• [Material to process]:
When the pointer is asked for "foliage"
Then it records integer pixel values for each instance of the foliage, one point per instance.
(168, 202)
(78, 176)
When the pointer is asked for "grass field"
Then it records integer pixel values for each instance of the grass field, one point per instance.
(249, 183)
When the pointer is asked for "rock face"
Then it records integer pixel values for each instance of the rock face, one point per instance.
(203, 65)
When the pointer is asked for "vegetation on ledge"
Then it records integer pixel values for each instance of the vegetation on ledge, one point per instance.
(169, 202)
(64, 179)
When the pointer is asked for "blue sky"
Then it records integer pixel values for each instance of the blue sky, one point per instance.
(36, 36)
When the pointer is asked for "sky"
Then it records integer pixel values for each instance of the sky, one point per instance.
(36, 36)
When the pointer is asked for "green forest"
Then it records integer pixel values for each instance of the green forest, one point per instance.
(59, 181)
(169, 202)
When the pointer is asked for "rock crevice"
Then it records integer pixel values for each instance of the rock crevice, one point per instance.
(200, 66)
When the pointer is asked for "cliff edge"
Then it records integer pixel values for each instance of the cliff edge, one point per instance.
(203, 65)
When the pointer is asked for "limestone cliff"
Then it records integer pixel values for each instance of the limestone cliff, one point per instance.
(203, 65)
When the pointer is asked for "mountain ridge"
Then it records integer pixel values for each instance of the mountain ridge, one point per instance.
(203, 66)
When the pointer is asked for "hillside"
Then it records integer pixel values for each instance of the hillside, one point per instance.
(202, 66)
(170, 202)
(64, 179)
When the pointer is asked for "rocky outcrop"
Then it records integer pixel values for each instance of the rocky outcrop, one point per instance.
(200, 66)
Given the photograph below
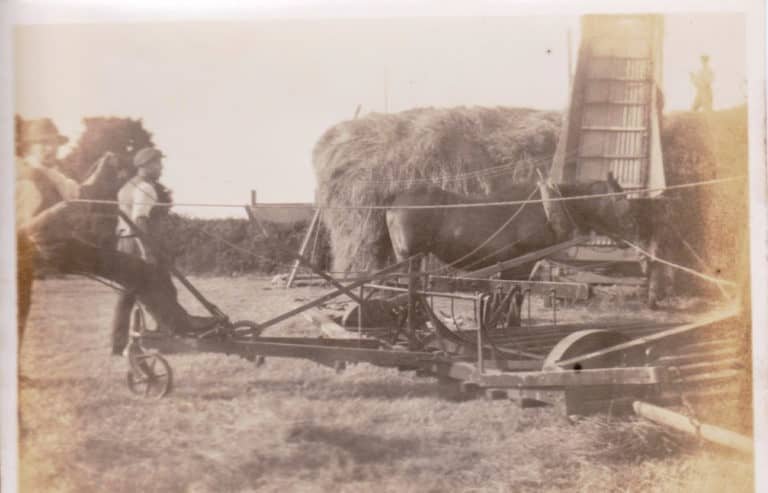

• [Exercise]: Find each line in the material above that contains the word "cliff", and copy those lines out in full.

• [Response to the task]:
When the pointer is asked for "cliff edge"
Then it records integer pixel values for each instance of the cliff edge, one point per instance.
When the pointer is asked for "limestone cliff"
Then it records integer pixel values for each instance of the limestone cliff, one point per instance.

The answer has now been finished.